* To do *
A - Reproduce the passage from the MotoGP 20 article word for word, starting at "Meanwhile the electric" and ending at "Rossi and Rins.".
B - Answer these questions about the MotoGP 20 article:
(i) When will the electric MotoE class be added?
(ii) Roughly how much does the Historic Pack DLC cost?
(iii) In what year was Kevin Schwantz world champion?
C - Summarize the MotoGP 20 article in two sentences.

* Given passage *
* * * *

Meanwhile the electric MotoE class will be added at the end of June. But for the first time, Milestone has also announced new features to expand the content of the Managerial Career to arrive post-launch as well.
You can choose to work your way up through the classes from Moto3, through Moto2 and up to MotoGP. Or jump straight into the top flight to race against the likes of Marquez, Rossi and Rins.
If you’ve been a fan of MotoGP and motorcycle Grand Prix for a while, then you can also try out the returning historical mode. This sets you the challenge of winning randomly-generated events to unlock iconic riders and bikes from the history of the top level of motorcycle sport.
Lastly, with MotoGP 20 released, the pre-order bonus of the Historic Pack has also become available to buy. This DLC costs around £3.99 and includes four riders for the game. They are:
- Kevin Schwantz and his 1995 Suzuki RGV500 XR84
- Norifumi Abe and his 1997 Yamaha YZF500
- Marco Melandri and his 2004 Yamaha M1 in the Estoril Special Livery
- Colin Edwards and his 2007 Yamaha M1
As always, it’s great to see the pre-MotoGP two-stroke 500cc era represented. Especially with the legendary 1993 world champion Kevin Schwantz who was famous for his win-or-crash approach, and the late Norifumi Abe, who was one of the racing inspirations of a certain Valentino Rossi.
Melandri was the 250cc champion in 2002, and fellow Yamaha representative Colin Edwards was World Superbike champion in 2000 and 2002 before switching to MotoGP where he still continued as a test rider after his retirement from competition.
Obviously, we’ll continue to cover the latest MotoGP 20 news and updates. Along with the MotoGP eSports World Championship for pro sim riders, and the virtual GP series for the MotoGP riders unable to race on track so far in 2020.

* * * *

* Information shown *

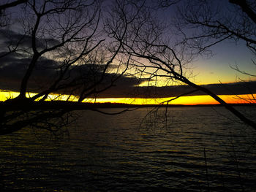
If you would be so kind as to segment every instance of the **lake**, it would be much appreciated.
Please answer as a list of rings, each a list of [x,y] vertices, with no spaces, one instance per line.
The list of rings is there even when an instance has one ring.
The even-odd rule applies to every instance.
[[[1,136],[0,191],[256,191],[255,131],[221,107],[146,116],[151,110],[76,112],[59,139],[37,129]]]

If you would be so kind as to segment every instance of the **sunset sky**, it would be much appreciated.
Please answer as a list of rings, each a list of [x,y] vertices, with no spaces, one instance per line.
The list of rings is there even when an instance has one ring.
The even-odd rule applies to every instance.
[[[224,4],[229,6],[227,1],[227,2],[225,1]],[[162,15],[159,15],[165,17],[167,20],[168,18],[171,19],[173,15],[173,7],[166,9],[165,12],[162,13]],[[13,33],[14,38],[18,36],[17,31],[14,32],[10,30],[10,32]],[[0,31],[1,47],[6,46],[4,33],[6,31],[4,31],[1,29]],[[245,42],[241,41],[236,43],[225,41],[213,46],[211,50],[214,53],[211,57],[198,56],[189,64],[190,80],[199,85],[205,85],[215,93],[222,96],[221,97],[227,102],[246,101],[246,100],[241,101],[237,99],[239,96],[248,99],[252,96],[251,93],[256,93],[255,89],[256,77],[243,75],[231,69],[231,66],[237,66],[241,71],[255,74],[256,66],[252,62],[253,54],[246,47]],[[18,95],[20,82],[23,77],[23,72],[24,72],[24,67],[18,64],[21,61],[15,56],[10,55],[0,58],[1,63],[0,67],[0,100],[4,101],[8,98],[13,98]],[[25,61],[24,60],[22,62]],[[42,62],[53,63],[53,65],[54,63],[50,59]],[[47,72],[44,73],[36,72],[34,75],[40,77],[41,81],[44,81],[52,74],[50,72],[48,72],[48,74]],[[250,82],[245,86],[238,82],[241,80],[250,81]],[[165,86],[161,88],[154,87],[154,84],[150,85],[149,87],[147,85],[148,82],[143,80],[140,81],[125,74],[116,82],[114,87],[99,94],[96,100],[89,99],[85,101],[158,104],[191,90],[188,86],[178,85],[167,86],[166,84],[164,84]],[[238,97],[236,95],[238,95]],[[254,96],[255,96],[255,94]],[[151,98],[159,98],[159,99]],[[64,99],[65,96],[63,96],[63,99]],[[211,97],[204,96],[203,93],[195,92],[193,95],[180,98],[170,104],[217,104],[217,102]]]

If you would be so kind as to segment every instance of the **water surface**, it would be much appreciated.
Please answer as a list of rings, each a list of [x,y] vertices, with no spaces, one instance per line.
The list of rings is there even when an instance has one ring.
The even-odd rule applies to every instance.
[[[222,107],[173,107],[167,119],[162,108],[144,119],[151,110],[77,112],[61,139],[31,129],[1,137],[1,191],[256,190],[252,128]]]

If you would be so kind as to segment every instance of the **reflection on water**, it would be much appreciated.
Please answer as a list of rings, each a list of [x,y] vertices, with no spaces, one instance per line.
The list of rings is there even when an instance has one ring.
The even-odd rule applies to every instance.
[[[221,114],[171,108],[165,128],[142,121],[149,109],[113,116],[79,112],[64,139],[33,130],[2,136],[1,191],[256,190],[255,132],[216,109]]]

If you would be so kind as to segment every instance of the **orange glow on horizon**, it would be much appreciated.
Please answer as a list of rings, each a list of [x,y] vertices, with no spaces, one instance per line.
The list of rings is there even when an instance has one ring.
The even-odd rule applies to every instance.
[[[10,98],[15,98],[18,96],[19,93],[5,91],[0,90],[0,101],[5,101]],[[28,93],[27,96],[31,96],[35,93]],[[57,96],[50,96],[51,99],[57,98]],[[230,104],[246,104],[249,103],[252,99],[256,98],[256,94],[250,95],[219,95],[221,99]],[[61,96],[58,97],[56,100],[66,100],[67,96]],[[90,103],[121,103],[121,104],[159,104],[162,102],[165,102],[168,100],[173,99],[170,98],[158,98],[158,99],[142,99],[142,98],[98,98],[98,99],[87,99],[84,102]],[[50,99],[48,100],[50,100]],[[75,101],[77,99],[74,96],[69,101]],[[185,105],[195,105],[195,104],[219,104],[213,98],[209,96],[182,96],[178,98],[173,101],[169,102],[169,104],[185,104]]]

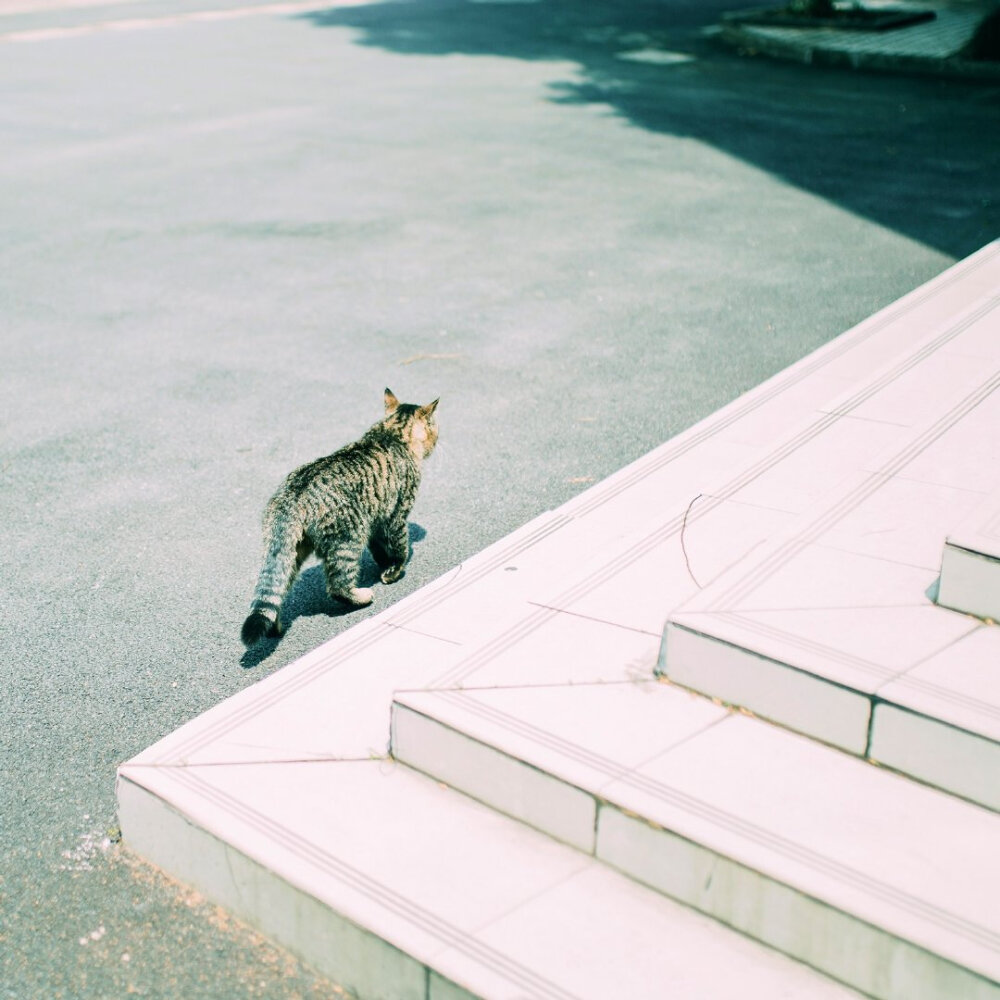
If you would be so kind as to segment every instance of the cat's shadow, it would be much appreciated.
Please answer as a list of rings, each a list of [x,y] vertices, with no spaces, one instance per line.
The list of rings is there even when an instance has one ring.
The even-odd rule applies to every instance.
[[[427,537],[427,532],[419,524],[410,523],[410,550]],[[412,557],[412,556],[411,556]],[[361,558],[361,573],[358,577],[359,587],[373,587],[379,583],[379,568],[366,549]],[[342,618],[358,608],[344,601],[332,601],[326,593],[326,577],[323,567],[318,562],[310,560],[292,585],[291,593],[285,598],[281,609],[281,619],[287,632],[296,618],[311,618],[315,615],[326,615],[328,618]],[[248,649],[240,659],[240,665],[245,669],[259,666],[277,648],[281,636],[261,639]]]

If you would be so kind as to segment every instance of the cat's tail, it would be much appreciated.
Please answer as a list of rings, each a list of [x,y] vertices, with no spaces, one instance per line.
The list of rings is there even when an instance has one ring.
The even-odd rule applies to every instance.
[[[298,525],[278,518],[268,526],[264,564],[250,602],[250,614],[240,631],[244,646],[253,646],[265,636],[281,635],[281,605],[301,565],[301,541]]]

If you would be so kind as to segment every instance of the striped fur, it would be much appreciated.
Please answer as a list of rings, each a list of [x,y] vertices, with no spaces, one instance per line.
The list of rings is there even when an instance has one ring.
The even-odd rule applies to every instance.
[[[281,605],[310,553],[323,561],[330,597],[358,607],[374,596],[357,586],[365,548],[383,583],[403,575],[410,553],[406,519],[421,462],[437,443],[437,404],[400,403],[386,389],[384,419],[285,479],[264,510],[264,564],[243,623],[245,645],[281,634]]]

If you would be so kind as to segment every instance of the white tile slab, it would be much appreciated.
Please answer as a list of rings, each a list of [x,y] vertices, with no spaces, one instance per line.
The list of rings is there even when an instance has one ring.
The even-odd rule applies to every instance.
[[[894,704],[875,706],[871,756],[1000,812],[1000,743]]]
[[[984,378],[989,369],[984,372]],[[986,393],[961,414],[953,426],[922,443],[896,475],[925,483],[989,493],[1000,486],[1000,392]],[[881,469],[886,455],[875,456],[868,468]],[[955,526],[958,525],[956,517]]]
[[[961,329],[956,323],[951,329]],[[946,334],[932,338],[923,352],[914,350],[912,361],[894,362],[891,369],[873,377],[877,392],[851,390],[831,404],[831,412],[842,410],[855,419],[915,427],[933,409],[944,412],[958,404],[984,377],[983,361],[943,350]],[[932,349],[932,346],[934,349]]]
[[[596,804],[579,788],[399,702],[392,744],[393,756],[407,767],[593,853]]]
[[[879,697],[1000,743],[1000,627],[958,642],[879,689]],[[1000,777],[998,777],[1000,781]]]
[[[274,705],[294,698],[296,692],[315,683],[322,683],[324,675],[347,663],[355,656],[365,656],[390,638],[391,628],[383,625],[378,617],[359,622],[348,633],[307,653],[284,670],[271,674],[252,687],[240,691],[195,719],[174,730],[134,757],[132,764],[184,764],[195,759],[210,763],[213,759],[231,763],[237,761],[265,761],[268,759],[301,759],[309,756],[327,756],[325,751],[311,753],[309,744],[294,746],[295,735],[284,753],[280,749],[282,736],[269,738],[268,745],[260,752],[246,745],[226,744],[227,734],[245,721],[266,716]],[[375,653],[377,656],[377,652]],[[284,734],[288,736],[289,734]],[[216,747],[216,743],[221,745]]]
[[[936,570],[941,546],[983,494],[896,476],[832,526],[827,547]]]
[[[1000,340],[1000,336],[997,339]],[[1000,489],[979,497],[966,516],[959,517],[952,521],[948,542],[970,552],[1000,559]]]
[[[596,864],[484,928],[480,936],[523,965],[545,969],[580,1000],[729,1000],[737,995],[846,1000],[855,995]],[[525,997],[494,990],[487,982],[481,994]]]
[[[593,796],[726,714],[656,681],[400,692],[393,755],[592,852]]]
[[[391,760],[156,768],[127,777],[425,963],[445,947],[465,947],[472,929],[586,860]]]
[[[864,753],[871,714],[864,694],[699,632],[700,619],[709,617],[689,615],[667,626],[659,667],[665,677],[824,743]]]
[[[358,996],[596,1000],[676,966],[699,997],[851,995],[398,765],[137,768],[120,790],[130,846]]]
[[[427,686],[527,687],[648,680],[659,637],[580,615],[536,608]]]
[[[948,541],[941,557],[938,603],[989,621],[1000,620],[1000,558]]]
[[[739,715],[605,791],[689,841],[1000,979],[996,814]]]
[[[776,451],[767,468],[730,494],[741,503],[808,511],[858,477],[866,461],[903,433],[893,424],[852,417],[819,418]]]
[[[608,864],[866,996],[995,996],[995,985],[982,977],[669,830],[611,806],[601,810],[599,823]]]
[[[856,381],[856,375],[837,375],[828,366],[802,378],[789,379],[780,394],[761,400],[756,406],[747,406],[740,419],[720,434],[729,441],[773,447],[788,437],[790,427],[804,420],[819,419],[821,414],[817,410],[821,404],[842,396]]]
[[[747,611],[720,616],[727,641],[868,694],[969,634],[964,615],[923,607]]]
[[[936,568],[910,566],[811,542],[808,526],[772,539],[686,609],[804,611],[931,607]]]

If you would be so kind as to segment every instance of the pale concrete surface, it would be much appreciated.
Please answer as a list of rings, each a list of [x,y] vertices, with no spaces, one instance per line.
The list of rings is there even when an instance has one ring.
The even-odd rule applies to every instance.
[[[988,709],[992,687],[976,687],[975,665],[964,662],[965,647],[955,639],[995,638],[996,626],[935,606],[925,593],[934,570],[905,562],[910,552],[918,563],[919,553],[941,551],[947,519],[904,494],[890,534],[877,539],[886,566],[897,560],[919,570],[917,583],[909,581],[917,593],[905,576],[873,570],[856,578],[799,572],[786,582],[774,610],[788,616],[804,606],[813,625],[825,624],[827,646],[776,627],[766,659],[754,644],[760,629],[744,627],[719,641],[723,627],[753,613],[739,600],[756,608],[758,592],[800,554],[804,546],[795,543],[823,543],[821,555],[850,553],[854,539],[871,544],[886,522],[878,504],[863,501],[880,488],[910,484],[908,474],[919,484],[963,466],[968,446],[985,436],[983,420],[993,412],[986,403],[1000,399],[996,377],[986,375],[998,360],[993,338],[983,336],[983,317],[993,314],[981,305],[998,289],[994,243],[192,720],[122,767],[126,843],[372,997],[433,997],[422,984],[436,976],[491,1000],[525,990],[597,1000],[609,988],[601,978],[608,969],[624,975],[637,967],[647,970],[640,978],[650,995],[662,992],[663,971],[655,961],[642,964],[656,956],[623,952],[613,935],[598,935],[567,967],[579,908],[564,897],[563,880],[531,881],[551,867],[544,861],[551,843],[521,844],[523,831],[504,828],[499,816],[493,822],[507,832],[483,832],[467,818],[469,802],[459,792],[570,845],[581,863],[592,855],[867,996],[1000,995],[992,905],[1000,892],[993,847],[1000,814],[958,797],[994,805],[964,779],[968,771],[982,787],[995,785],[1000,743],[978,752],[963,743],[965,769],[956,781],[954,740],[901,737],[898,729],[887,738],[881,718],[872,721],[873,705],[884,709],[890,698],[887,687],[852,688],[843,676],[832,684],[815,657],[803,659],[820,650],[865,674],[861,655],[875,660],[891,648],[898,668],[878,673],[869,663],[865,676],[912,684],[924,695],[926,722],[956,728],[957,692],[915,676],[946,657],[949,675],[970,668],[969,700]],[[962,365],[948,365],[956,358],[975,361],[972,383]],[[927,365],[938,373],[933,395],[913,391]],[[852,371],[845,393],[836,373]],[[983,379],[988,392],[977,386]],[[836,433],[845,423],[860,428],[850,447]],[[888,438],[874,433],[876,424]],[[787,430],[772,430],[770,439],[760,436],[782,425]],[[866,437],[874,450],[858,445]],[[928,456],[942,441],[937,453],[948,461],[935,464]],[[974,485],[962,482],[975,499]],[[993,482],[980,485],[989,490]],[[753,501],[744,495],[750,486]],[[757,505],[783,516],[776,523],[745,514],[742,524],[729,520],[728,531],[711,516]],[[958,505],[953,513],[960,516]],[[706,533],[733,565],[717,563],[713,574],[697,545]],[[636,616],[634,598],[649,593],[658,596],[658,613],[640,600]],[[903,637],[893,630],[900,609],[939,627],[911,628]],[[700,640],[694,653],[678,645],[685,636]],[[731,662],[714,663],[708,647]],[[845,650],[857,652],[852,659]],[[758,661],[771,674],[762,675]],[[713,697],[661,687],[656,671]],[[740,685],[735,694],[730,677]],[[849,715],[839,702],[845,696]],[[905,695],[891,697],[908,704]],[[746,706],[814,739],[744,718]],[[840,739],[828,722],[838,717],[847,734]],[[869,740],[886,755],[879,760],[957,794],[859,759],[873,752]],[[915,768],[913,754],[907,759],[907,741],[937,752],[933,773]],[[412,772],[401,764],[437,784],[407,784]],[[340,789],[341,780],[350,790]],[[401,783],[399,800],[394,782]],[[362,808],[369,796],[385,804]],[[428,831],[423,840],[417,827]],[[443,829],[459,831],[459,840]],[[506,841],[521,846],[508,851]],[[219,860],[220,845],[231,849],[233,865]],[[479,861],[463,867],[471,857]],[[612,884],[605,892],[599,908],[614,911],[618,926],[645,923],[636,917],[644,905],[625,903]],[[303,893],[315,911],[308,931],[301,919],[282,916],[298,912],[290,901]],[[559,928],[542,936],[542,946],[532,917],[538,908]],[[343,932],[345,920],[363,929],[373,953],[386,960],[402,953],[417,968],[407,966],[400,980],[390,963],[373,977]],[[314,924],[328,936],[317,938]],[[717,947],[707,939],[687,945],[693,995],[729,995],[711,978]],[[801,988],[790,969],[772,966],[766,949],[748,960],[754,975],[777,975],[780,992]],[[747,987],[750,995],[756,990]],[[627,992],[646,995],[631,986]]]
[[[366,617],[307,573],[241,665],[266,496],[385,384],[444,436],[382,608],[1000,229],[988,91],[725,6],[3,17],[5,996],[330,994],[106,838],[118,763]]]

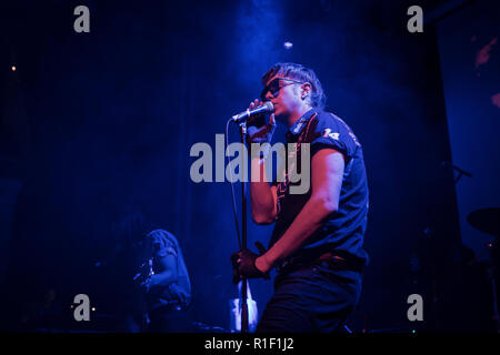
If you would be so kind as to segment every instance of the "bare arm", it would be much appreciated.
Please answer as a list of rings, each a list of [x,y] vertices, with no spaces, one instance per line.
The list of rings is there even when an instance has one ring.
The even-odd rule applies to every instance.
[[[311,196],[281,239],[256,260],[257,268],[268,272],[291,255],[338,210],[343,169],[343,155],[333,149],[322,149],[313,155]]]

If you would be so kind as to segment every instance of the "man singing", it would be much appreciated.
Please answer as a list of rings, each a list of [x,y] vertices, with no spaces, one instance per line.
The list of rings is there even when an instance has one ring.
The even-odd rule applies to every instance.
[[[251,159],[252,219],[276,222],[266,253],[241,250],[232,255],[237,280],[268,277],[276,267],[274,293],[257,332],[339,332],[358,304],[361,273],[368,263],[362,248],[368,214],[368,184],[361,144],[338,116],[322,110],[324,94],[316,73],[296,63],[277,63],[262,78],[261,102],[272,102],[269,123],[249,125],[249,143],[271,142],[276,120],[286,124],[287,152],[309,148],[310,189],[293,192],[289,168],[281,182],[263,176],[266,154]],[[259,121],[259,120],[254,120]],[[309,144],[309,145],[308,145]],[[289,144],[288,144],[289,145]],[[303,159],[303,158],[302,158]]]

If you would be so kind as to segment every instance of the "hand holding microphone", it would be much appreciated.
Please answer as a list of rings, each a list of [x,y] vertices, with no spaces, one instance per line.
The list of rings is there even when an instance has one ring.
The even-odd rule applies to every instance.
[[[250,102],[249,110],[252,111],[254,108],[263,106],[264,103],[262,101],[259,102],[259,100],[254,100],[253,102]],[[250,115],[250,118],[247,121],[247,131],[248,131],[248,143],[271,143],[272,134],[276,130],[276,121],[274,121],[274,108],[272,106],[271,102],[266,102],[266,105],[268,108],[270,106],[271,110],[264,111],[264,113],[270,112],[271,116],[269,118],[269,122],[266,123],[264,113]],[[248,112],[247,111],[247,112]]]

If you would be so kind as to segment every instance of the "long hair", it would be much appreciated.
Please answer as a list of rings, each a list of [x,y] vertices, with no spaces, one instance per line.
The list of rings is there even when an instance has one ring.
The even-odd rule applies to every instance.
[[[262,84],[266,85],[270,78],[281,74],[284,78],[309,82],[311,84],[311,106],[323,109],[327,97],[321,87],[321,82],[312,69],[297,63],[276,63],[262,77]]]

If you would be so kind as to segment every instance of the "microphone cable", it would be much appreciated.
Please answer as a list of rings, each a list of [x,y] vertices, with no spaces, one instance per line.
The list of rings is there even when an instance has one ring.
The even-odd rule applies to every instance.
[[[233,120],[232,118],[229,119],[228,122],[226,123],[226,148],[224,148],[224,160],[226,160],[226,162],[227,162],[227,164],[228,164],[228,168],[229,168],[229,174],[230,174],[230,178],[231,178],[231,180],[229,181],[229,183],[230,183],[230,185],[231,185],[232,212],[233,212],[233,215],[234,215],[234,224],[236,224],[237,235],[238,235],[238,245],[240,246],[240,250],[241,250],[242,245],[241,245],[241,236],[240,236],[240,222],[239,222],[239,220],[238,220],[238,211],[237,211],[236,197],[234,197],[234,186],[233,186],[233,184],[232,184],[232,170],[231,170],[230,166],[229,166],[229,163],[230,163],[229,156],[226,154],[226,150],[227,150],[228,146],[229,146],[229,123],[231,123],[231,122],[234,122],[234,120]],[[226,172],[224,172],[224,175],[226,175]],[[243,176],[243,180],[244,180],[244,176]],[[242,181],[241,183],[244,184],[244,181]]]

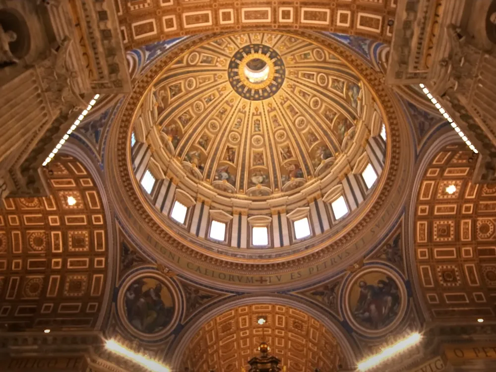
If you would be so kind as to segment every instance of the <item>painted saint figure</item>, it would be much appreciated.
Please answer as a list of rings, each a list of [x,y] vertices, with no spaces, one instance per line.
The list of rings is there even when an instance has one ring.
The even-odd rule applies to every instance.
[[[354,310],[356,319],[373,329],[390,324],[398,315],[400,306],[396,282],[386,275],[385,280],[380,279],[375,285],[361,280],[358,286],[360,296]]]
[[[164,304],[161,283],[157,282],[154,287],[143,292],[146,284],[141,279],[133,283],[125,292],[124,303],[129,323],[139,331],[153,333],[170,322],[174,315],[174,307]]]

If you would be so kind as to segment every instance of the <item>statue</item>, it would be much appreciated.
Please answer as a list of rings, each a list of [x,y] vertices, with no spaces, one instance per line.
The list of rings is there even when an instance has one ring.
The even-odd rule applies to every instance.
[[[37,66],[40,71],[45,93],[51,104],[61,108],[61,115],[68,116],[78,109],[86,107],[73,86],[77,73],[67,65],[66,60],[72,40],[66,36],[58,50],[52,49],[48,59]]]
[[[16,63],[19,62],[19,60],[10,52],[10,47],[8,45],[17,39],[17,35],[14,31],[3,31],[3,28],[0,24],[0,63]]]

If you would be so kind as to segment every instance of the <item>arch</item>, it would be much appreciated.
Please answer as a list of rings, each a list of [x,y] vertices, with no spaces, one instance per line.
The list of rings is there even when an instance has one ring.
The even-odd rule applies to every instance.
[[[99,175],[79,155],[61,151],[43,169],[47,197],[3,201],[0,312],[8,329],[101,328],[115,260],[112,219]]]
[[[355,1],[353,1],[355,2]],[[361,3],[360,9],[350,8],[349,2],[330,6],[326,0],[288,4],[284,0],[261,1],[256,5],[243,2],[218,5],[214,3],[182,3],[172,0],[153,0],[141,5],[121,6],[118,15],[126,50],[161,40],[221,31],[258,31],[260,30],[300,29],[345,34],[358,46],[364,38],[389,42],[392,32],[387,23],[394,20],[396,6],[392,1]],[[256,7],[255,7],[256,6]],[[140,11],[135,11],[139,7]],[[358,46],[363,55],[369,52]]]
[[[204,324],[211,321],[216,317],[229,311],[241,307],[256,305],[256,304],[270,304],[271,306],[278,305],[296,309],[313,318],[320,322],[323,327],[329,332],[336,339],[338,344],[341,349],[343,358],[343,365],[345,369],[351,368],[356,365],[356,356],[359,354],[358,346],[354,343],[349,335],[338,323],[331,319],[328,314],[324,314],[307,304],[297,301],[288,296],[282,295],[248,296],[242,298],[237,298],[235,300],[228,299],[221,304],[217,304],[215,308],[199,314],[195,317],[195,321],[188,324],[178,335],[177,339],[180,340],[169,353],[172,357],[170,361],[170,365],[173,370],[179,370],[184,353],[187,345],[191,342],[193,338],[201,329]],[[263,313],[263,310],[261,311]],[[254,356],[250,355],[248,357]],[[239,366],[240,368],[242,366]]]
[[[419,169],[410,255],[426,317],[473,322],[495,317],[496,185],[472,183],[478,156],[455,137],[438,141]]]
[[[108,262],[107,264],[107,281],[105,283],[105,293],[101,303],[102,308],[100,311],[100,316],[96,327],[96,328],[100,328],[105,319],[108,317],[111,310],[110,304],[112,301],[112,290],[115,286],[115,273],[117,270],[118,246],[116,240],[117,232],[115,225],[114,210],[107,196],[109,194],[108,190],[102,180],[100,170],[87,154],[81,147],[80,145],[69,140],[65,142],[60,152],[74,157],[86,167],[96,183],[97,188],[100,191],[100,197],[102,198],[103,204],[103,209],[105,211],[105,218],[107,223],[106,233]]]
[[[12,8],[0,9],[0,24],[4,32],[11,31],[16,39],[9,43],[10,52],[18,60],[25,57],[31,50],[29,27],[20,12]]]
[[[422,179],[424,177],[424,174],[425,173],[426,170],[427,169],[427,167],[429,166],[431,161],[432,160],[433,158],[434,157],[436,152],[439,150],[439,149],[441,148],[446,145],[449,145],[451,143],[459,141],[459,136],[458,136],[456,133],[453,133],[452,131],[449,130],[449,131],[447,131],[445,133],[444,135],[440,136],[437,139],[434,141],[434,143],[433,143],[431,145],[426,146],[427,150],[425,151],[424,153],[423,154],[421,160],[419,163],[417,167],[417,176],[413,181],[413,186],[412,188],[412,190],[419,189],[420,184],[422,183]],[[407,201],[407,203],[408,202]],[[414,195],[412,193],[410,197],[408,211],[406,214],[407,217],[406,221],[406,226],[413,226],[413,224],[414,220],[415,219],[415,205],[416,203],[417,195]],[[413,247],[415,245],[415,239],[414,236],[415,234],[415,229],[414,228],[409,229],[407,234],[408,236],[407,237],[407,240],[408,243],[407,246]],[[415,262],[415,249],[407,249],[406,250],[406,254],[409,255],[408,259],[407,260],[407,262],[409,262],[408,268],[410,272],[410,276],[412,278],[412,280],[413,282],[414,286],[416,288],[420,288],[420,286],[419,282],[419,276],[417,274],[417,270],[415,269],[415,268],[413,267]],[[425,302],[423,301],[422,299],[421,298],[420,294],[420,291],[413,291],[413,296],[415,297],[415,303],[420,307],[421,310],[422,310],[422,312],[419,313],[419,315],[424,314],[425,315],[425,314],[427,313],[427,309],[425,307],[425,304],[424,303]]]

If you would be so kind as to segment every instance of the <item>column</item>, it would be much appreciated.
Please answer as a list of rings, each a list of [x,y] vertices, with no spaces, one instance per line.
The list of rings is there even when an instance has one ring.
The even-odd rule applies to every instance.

* * * *

* Answers for this exercise *
A -
Meanwhile the electric MotoE class will be added at the end of June. But for the first time, Milestone has also announced new features to expand the content of the Managerial Career to arrive post-launch as well.
You can choose to work your way up through the classes from Moto3, through Moto2 and up to MotoGP. Or jump straight into the top flight to race against the likes of Marquez, Rossi and Rins.

B -
(i) At the end of June.
(ii) Around £3.99.
(iii) 1993.

C - The electric MotoE class will be added to MotoGP 20 at the end of June, and Milestone has announced post-launch features for the Managerial Career. Players can work up from Moto3 to MotoGP or try the returning historical mode, and the Historic Pack DLC is now available for around £3.99 with four riders: Kevin Schwantz, Norifumi Abe, Marco Melandri and Colin Edwards.